**Instructions**
a. Can you extract the part of the preprocessing walkthrough between "# We use if/else" and "still is a Nan.", inclusive?
b. Could you carry the preprocessing walkthrough forward from its last line?

# Preprocessing
Because we have shown how to clean the data in a [different repository](https://github.com/frkncbngl/pandas-data-cleaning) we will explain only the differences and show you how you can create the main model that was trained, instead of the smaller version that was created due to GitHub's and Streamlit Cloud's file size limitations.

Now since we have more than 1 file, we need to find them and store them in list, after that we will do the something similar to what we did in the other repository. We will append our dataframe for every file and every sheet.

In [1]:
import pandas as pd
import os

def get_xlsx_files(directory):
    xlsx_files = []
    for file in os.listdir(directory):
        if file.endswith(".xlsx"):
            xlsx_files.append(file)
    return xlsx_files

directory = r"/path/folder"
xlsx_files = get_xlsx_files(directory)
print(xlsx_files)

['AMSSFO.xlsx', 'AMSCPT.xlsx', 'LHRDXB.xlsx', 'LHRNYC.xlsx', 'LHRBKK.xlsx', 'AMSKUL.xlsx', 'LHRSIN.xlsx', 'AMSSIN.xlsx', 'AMSTHR.xlsx', 'LHRIKA.xlsx', 'AMSBKK.xlsx', 'LHRKUL.xlsx', 'AMSNYC.xlsx', 'LHRCPT.xlsx', 'AMSDXB.xlsx', 'LHRSFO.xlsx']


In [2]:
list_of_dfs = []
for file in xlsx_files:
    file = pd.ExcelFile(file)
    for sheet in file.sheet_names:
        df = file.parse(sheet)
        list_of_dfs.append(df)
data = pd.concat(list_of_dfs,ignore_index= True)

In [3]:
data.drop("Advisory filter_alt",axis=1,inplace=True)

In [4]:
new_column_names = ["price","carrier","depart_time","arrive_time","duration","from_to","stops","start_date","end_date"]
data.columns = new_column_names

Something changes here, earlier we had only Euros as currency, but because of the data scraped now has Pounds, we need to convert them aswell. And we also need to use the current exchange rate while converting. Which is approx 1.17€ for 1 £.

In [5]:
def price_column_cleaner(row):
    if "£" in row:
        row = row.replace("£","")
        row = row.replace(",","")
        row = int(row)*1.17
        return int(row)
    elif "€" in row:
        row = row.replace("€","")
        row = row.replace(",","")
        return int(row)
    else:
        return int(row)

In [6]:
data["price"] = data["price"].apply(price_column_cleaner)

In [7]:
data["price"] = data["price"].astype(int)

In [8]:
data["stops_list"] = data["stops"].str.split()

In [9]:
def count_stops(row):
    #This function will be used in apply method. 
    # We use if/else conditions to check if the type of that "cell" is a list or not. 
    # If it is a list it means split method successfully seperated the entire column on a space, if not it still is a Nan.

**Provided records**
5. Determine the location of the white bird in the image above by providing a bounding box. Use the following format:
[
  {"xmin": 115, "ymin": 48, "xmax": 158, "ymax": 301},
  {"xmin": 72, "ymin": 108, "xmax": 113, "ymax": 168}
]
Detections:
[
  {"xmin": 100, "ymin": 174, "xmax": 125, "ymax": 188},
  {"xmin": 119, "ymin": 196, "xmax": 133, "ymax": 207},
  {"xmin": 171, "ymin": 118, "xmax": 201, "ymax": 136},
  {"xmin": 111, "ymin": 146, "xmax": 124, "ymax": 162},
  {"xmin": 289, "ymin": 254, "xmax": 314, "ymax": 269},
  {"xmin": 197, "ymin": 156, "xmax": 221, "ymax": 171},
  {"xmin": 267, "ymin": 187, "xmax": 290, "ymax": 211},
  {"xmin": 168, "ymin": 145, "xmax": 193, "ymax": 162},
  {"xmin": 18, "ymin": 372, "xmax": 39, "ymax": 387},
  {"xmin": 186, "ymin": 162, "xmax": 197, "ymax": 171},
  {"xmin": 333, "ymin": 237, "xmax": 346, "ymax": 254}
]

**The responses**
a.
# We use if/else conditions to check if the type of that "cell" is a list or not. 
    # If it is a list it means split method successfully seperated the entire column on a space, if not it still is a Nan.

b.
    # So we can check if the "cell" contains a list, and if so we can count the items within that list and return it as a stops count.
    
    if type(row["stops_list"]) == list:
        total_stops=len(row["stops_list"])
    else:
        total_stops = 0
    return total_stops

In [10]:
data["total_stops"] = data.apply(count_stops,axis=1)

In [11]:
data.drop(["arrive_time","stops","stops_list"],axis=1,inplace=True)

In [12]:
#This will return a dataframe with no column names.
depart = data["depart_time"].str.extract(r"(\d+:\d+ [APM]+)(\d+:\d+ [APM]+)")
depart_column_names = ["dep_time_outbound","dep_time_inbound"]
depart.columns = depart_column_names
data.drop("depart_time",axis=1,inplace=True)
data = pd.concat([data,depart],axis=1)

In [13]:
durations = data["duration"].str.extract(r"(\d+[h] \d+[m])( \d+[h] \d+[m])")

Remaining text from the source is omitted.